TASKS:
(1) Using the report on the refugee ship at Crete, name every national or ethnic group it lists among the ship's passengers.
(2) In the report on the refugee ship at Crete, rewrite everything from "Authorities said its" down to "in good health.", putting "weary" in place of "exhausted".

DOCUMENT EXTRACT:
More than 700 people, mostly refugees from Syria, are disembarking on the Greek island of Crete after a harrowing journey on a smuggling ship that broke down in gale-force winds while trying to reach Europe.
The Baris cargo ship lost engine power on Tuesday in international waters off Crete, and reached the coastal town of Ierapetra after being slowly towed for 40 hours by a Greek navy frigate.
Authorities said its passengers include many refugees from Syria - with a large number of women and children - seeking safety and a better life in Europe. They are said to be exhausted but overall in good health.
The coastguard started disembarking women and small children this morning. They were given preliminary care and food before being taken to temporary shelter at a basketball arena.
It is one of the largest single crossings of its kind in recent years. Tens of thousands of people from war zones and poverty-stricken African and Middle East countries risk the hazardous journey to Europe every year, paying smuggling gangs to transport them in usually unseaworthy craft ranging from dinghies to ageing rust-buckets. Most end up in Italy.
According to Amnesty International, more than 2,500 people have drowned or disappeared trying to make the trip this year - about 2% of the estimated total of 150,000 to attempt the journey.
The 250ft cargo ship lost power the same day Pope Francis called on European governments to do a better job of welcoming migrants in speeches to the European Parliament and Council of Europe. Francis said "we cannot allow the Mediterranean to become a vast cemetery".
Doctors have conducted preliminary health checks and polio vaccinations for children from Syria, where the disease has made a comeback, senior Greek public health official Panayiotis Efstathiou said. Kurds, Afghans and Palestinians were also aboard the ship, which originated in Antalya, Turkey.

DATASET:
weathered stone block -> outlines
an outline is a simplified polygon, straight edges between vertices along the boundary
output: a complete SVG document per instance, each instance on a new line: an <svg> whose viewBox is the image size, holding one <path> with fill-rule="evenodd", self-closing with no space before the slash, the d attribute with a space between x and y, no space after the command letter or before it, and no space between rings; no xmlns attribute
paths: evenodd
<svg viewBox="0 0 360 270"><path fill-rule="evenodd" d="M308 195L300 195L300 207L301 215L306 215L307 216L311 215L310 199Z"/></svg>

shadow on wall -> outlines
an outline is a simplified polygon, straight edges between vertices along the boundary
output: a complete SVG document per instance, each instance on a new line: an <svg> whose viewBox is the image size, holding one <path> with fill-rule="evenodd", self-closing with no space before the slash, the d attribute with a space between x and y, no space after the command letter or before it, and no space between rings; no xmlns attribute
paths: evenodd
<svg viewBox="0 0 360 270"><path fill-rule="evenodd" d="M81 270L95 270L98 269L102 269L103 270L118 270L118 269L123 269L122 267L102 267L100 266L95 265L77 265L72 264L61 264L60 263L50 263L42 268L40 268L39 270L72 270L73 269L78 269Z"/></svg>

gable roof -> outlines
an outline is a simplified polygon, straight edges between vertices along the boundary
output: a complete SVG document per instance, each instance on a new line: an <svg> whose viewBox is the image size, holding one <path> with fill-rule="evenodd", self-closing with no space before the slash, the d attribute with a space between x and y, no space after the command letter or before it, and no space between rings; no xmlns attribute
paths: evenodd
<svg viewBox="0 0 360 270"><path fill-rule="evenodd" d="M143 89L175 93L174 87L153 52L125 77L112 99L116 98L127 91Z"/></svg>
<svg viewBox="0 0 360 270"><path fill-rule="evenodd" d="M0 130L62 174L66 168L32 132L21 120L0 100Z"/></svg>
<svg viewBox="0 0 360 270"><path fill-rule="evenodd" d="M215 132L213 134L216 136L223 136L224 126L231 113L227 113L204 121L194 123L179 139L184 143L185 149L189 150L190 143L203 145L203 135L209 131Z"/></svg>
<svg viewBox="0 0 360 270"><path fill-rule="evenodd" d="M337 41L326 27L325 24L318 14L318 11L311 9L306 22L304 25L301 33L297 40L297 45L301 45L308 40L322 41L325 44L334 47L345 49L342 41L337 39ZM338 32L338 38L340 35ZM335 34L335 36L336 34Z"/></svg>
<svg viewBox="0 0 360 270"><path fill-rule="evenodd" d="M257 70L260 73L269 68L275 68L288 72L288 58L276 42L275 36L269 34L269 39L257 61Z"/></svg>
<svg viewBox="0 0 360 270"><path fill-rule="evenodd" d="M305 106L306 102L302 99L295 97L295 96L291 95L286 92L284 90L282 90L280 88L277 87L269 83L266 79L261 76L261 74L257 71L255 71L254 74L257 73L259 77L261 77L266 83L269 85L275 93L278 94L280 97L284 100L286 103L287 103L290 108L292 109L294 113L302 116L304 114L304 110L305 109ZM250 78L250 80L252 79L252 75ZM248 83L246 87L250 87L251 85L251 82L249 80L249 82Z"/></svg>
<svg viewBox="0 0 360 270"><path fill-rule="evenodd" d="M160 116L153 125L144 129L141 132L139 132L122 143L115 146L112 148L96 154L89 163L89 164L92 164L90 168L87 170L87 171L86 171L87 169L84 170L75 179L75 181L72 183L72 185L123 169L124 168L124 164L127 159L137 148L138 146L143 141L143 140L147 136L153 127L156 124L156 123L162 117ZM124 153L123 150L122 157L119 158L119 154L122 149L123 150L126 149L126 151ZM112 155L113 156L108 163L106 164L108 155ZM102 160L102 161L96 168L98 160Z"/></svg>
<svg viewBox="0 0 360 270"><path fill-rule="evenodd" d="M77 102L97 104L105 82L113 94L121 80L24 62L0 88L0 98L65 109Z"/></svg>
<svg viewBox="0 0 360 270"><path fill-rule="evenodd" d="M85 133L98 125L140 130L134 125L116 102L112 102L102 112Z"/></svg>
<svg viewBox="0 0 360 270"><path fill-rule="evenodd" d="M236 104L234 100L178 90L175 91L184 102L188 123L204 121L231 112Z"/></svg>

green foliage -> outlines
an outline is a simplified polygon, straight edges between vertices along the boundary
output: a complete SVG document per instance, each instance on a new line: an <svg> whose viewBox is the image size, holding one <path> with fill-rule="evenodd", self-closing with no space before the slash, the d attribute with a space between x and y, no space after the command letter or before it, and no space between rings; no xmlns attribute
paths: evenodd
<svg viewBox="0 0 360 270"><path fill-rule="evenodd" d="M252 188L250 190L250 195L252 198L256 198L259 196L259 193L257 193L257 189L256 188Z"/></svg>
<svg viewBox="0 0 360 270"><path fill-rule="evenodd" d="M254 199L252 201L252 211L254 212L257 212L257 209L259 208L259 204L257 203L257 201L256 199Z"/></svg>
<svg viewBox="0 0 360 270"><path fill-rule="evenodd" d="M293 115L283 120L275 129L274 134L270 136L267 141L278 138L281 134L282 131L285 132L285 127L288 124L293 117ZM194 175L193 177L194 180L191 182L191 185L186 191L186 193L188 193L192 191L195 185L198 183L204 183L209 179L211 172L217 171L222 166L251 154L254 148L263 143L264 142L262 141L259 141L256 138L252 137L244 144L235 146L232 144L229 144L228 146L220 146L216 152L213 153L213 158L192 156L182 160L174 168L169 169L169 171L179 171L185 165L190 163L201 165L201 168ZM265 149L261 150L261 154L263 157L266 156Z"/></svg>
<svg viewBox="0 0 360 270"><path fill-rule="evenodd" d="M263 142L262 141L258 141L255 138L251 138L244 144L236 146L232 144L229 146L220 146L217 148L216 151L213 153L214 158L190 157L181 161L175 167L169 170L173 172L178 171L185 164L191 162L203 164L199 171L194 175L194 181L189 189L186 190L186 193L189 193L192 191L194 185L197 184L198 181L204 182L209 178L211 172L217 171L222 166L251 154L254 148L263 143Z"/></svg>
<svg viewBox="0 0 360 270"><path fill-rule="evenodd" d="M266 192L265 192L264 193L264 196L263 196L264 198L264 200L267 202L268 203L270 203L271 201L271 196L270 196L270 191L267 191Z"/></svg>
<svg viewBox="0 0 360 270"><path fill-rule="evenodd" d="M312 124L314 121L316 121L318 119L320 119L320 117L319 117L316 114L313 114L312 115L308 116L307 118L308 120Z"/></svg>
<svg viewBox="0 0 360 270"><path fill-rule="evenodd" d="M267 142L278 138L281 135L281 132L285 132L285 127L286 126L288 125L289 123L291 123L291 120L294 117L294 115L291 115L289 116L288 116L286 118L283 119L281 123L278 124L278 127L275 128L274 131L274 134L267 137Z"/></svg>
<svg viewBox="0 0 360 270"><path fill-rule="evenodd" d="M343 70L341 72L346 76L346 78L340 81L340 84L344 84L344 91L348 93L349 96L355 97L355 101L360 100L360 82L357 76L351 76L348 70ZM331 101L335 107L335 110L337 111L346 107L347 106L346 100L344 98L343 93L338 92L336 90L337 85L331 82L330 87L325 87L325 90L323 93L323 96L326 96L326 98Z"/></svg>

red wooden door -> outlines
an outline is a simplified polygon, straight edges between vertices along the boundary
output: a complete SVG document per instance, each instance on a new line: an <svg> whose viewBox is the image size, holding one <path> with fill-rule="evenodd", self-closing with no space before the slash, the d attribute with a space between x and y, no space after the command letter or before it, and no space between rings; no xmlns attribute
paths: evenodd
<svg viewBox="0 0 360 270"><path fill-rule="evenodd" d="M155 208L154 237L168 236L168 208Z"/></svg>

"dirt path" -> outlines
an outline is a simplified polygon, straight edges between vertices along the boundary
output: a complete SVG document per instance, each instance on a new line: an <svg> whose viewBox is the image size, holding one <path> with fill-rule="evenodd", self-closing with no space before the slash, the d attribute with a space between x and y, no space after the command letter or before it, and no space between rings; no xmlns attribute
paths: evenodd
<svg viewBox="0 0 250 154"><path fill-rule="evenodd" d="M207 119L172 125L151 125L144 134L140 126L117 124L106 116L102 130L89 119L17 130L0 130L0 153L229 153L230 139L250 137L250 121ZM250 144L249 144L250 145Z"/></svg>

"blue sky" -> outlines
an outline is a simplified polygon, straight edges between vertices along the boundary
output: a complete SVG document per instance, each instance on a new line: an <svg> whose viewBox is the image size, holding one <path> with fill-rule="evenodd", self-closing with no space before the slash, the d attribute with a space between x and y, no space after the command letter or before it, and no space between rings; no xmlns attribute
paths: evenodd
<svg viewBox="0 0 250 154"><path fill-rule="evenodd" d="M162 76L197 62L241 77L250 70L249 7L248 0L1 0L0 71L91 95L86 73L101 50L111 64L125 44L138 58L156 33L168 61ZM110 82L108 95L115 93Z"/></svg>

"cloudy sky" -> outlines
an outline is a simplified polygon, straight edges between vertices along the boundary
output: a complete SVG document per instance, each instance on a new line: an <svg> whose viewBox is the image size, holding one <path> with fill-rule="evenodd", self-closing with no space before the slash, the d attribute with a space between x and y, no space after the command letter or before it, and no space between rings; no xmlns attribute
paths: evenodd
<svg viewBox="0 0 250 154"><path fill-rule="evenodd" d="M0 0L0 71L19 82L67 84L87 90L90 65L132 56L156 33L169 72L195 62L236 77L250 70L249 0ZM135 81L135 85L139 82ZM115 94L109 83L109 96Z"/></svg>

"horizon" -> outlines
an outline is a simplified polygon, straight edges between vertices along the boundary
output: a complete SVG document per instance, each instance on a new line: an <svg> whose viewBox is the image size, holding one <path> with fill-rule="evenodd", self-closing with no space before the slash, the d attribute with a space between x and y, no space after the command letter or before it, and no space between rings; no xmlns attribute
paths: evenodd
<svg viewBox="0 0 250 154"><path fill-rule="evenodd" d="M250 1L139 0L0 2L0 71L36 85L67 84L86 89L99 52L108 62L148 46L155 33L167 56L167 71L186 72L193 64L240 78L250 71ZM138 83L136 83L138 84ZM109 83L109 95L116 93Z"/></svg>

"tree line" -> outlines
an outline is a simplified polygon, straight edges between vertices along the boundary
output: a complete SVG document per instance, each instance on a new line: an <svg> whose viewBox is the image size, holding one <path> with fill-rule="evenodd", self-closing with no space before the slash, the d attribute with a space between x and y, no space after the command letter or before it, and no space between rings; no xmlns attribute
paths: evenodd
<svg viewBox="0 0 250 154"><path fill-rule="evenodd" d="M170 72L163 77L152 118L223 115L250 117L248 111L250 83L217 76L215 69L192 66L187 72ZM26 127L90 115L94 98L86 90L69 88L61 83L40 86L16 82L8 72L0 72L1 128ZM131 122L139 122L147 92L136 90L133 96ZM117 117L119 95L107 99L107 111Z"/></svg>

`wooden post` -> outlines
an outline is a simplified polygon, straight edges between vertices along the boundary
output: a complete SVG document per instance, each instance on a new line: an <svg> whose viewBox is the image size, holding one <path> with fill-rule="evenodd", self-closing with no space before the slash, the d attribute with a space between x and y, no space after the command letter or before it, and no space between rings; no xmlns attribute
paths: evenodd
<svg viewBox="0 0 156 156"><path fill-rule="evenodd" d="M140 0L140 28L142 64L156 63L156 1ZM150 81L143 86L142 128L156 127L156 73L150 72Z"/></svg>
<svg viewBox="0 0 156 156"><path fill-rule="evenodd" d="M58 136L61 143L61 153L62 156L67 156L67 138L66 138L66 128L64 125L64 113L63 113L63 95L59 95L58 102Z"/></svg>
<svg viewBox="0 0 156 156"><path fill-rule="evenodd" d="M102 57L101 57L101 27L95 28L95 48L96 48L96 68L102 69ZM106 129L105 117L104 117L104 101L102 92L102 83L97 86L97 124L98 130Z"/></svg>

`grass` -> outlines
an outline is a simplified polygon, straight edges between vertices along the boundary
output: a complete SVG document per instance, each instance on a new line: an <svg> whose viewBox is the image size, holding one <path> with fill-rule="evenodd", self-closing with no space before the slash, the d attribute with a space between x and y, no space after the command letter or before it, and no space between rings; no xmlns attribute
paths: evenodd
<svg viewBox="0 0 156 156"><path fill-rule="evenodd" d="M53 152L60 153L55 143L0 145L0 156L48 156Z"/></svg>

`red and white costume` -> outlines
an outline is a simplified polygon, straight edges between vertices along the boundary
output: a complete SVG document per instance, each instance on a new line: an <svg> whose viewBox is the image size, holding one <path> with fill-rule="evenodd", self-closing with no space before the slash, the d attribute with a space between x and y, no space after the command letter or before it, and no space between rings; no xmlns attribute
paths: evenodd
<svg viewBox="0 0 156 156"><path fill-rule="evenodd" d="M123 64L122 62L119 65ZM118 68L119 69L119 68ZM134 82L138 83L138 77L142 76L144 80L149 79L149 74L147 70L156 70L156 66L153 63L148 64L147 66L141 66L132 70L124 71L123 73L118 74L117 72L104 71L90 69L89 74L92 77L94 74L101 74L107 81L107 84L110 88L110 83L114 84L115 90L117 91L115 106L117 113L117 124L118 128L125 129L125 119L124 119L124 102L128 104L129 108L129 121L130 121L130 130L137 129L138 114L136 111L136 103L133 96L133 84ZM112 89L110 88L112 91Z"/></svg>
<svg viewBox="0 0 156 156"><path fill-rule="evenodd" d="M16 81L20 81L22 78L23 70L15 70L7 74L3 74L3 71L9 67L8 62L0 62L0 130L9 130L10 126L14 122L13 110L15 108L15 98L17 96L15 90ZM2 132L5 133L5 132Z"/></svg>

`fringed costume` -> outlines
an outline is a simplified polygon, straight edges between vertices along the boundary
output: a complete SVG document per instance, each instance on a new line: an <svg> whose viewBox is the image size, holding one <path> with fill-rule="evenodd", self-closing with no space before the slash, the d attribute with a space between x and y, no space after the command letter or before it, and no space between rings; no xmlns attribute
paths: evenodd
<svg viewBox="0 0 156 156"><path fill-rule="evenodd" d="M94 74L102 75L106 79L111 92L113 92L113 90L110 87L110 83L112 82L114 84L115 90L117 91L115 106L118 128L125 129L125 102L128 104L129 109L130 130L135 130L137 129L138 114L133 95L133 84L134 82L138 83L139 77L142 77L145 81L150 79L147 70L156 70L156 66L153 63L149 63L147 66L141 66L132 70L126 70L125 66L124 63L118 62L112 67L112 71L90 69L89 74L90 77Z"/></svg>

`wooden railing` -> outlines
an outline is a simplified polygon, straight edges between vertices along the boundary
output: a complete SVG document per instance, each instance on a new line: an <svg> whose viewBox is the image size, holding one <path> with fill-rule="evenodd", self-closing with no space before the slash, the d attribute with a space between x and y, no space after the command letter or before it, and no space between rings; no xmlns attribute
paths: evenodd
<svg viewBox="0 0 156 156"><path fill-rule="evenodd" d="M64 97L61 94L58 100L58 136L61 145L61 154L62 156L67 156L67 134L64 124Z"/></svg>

OUTPUTS BY TASK:
(1) Syrians (refugees from Syria), Kurds, Afghans, Palestinians

(2)
Authorities said its passengers include many refugees from Syria - with a large number of women and children - seeking safety and a better life in Europe. They are said to be weary but overall in good health.